Aim: Print the items below exactly as they appear, from the line holding "point: blue circular" through the last line, inclusive.
++++++++++
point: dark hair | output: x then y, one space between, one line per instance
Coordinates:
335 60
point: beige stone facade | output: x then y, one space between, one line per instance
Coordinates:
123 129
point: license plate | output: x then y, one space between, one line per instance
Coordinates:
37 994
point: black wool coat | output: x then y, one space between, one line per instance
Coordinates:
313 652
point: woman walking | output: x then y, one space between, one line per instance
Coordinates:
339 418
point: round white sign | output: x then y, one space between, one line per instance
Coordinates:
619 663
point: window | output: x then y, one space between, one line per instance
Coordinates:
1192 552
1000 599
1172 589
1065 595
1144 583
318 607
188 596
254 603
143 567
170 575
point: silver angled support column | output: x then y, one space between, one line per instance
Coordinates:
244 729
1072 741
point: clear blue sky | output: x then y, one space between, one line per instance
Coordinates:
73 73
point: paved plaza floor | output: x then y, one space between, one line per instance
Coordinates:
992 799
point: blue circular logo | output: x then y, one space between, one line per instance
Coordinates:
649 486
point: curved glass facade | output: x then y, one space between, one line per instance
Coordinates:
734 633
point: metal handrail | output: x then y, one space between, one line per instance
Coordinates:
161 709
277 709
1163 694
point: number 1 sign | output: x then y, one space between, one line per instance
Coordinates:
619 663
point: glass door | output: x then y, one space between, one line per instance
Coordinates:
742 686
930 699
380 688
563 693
++++++++++
Written solution:
point: blue circular logo | output: x then y, one space between, one line per instance
Coordinates:
649 486
point: curved glass facade | output: x then y, one space between, one line per instance
Coordinates:
734 633
point: metal handrail | output: x then y, one space between, one line per instance
Coordinates:
161 709
277 709
1163 694
point: number 1 sign | output: x then y, one space between, one line per instance
Coordinates:
619 663
point: glass door | output: x then y, one space between, one line per instance
Coordinates:
742 686
930 699
380 688
563 693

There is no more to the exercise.